→ **TEXTE DU DOCUMENT**
+ + + +

Imaginaire musical, imaginaire spatial : la métaphore musicale comme outil de conception dans l’architecture de Marcos Novak
p. 151-161
Texte intégral
1Musique et architecture entretiennent des liens étroits. On en a souvent fait des « arts sœurs », évoquant les parallèles entre leurs espaces respectifs selon un principe analogique, via des paradigmes de rythmes, de formes ou de proportions. Opérations conceptuelles, les métaphores de l’espace et du mouvement sont usuellement employées dans le discours musical pour expliquer l’expérience sensible et l’impression esthétique de la musique. Comme nous allons le voir, dans l’architecture de Marcos Novak, métaphores musicale et spatiale sont imbriquées, mutualisées pourrait-on dire. Est ainsi élaboré un outil de conception, de conceptualisation et d’expression de l’expérience sensible d’espaces-temps possibles et particuliers, puisque prenant place dans l’espace virtuel de l’information et des réseaux. En effet, si pour Goethe et Schelling l’architecture est une musique figée ou gelée, pour l’architecte Marcos Novak, l’« architecture liquide dans le cyberespace » est une musique spatialisée, une « symphonie dans l’espace1 », une « archimusique » ou encore une musique navigable. Issus de cette métaphorisation mutuelle de l’architecture et de la musique, ce sont ces quelques concepts que nous tenterons ici d’interroger.
Une architecture liquide dans le cyberespace : l’avant-garde architecturale de Marcos Novak
2Presque inconnu en France, Marcos Novak, architecte, artiste et compositeur américain né en 1957, remue néanmoins la sphère de l’architecture dite « numérique » depuis le début des années 1990. Ces trente dernières années, sa pensée théorique et pratique s’est installée au carrefour des nouvelles technologies, de l’architecture et de la philosophie. Son travail s’est développé selon deux axes de recherche : d’une part, une investigation philosophique et critique concernant le rôle et l’impact de la science et de la technologie sur la culture ; d’autre part, une investigation empirique et expérimentale sur les horizons artistiques ouverts par les nouvelles technologies2, et notamment la conception informatique et l’introduction des outils d’aide à la conception (logiciels CAD ou computer-aided design). Passionné de musique depuis toujours, Novak est notamment intéressé par l’évolution des rapports entre architecture et musique entraînée d’une part, par le passage d’une pensée de l’espace et du temps comme entités séparées à celui d’espace-temps ; d’autre part, par l’introduction des logiciels informatiques d’aide à la conception et l’utilisation des algorithmes en architecture et en musique. L’une de ses influences majeures est ainsi Iannis Xenakis.

+ + + +

→ **DONNÉES EXTRAITES**
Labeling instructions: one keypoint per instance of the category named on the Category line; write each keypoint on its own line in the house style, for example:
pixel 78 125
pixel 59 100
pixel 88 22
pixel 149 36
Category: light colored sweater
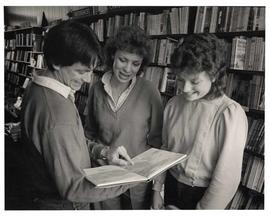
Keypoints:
pixel 213 134
pixel 136 125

+ + + +

→ **CONSIGNES**
1) D'après le texte sur l'architecture de Marcos Novak, comment Goethe et Schelling qualifient-ils l'architecture ?
2) Dans le texte sur l'architecture de Marcos Novak, quels facteurs ont entraîné l'évolution des rapports entre architecture et musique qui intéresse Novak ? Répondez en une à trois phrases.
3) Prolongez le texte sur l'architecture de Marcos Novak à partir de sa dernière phrase.

→ **RÉPONSES CI-DESSOUS**
1) Ils la qualifient de musique figée ou gelée.

2) Cette évolution a deux causes. La première est le passage d'une pensée de l'espace et du temps comme entités séparées à celle d'espace-temps. La seconde est l'introduction des logiciels informatiques d'aide à la conception et l'utilisation des algorithmes en architecture et en musique.

3)
3À partir du milieu des années 1980 et pendant près de vingt ans, Novak développe ce qu’il appelle une « architecture liquide dans le cyberespace ». Qu’est-ce que le cyberespace ? Le concept apparaît pour la première fois en 1982 dans la nouvelle Burning Chrome de l’écrivain américain de science-fiction William Gibson avant d’être formalisé en 1984 dans son roman Neuromancien. Il y décrit un espace immatériel néanmoins immersif, celui des réseaux et des données informatiques. Le cyberespace est alors défini comme :
Une hallucination consensuelle vécue quotidiennement en toute légalité par des dizaines de millions d’opérateurs, dans tous les pays, par des enfants à qui des concepts mathématiques sont ainsi enseignés… Une représentation graphique de données extraites des mémoires de tous les ordinateurs du système humain. Une complexité impensable. Des traits de lumières disposés dans le non-espace de l’esprit, des amas et des constellations de données. Comme les lumières de villes, dans le lointain3.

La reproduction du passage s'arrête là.